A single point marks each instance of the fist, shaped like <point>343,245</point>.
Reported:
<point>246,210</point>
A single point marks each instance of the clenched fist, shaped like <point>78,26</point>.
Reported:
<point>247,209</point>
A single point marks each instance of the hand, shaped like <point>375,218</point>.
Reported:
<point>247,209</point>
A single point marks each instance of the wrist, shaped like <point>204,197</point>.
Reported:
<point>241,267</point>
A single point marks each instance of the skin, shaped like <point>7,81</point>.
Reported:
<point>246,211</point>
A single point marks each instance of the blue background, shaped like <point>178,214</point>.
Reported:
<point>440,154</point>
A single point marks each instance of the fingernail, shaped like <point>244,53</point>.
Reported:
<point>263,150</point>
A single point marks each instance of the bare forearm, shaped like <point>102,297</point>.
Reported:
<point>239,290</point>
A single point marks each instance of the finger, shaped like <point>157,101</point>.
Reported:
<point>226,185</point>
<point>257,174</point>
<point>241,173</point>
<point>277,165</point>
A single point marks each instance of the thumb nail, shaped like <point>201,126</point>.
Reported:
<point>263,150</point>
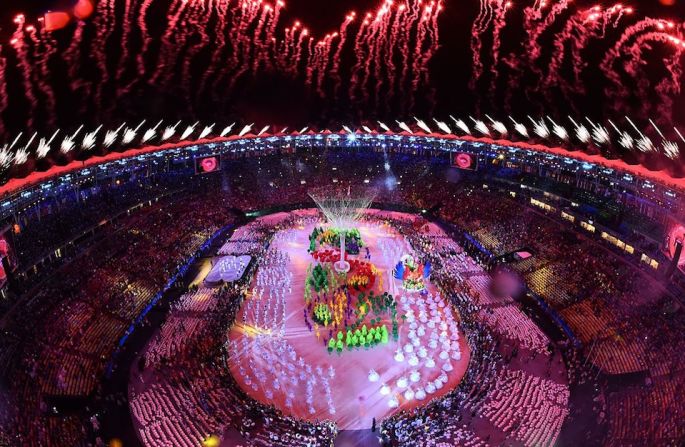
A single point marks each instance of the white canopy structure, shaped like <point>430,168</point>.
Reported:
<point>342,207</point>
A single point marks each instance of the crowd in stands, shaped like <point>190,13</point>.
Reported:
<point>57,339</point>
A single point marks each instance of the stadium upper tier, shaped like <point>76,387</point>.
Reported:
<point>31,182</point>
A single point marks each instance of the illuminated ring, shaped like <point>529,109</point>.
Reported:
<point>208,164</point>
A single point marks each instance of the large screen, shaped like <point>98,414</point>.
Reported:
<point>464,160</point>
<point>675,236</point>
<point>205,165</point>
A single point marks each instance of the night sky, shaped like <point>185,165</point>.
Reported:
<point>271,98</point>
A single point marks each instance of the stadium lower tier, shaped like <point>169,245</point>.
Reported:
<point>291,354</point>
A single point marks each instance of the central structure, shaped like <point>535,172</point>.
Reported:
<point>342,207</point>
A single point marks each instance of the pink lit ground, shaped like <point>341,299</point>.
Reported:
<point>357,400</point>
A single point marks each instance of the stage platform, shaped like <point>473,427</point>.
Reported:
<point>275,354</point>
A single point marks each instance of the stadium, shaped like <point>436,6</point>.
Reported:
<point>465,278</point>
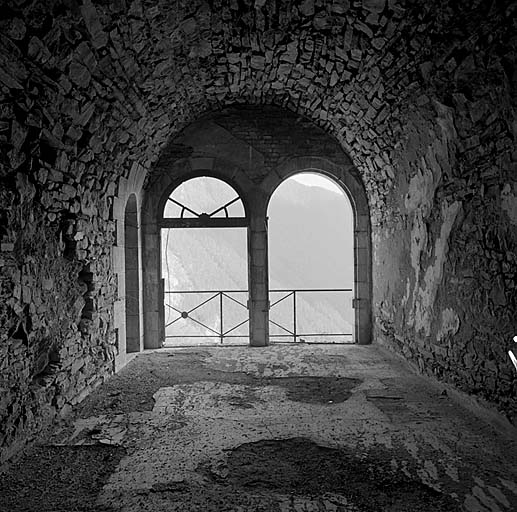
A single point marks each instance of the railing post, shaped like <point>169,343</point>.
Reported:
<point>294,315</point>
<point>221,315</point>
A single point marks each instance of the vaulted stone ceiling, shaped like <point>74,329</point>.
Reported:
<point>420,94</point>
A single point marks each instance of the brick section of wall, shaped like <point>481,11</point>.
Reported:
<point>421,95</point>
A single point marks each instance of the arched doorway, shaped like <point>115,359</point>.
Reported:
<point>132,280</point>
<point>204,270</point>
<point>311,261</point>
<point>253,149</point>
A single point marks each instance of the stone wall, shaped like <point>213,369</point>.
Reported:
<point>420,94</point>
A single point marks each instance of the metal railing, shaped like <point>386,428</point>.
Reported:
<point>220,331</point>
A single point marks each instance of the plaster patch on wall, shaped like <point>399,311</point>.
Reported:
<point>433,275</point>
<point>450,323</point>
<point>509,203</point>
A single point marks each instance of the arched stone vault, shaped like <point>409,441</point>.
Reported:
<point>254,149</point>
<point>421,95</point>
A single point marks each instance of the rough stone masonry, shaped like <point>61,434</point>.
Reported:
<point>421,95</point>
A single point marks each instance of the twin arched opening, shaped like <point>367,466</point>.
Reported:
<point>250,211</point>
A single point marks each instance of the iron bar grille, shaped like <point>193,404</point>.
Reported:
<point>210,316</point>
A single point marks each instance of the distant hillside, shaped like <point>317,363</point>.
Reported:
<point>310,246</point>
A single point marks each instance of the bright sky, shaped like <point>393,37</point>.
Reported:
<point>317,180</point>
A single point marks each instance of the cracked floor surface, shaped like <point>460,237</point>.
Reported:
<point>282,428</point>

· · · ·

### Instructions for the task
Quote the line that contains "A single point marks each instance of the arched stone" and each line after it through the end of the data, exactly, leaving out everything else.

### Written reply
A single point marks each instance of the arched stone vault, shaped like <point>409,441</point>.
Reported:
<point>254,149</point>
<point>421,95</point>
A single point marks each instance of the rough stone masonry, shaped like <point>61,434</point>.
Reported:
<point>421,95</point>
A single point marks each instance of the twin arched opening, shaped like <point>367,466</point>.
Reported:
<point>250,211</point>
A single point marks each instance of the iron bar grille, shaped like <point>193,404</point>.
Reported:
<point>210,316</point>
A single point marks each instance of the distant hillside, shaped like <point>317,363</point>.
Reported:
<point>310,246</point>
A single point marks each instance of the bright sky, shaped like <point>393,37</point>.
Reported:
<point>317,180</point>
A single point marks each instance of the cracked floor surface, shaped like <point>460,237</point>.
Reported:
<point>282,428</point>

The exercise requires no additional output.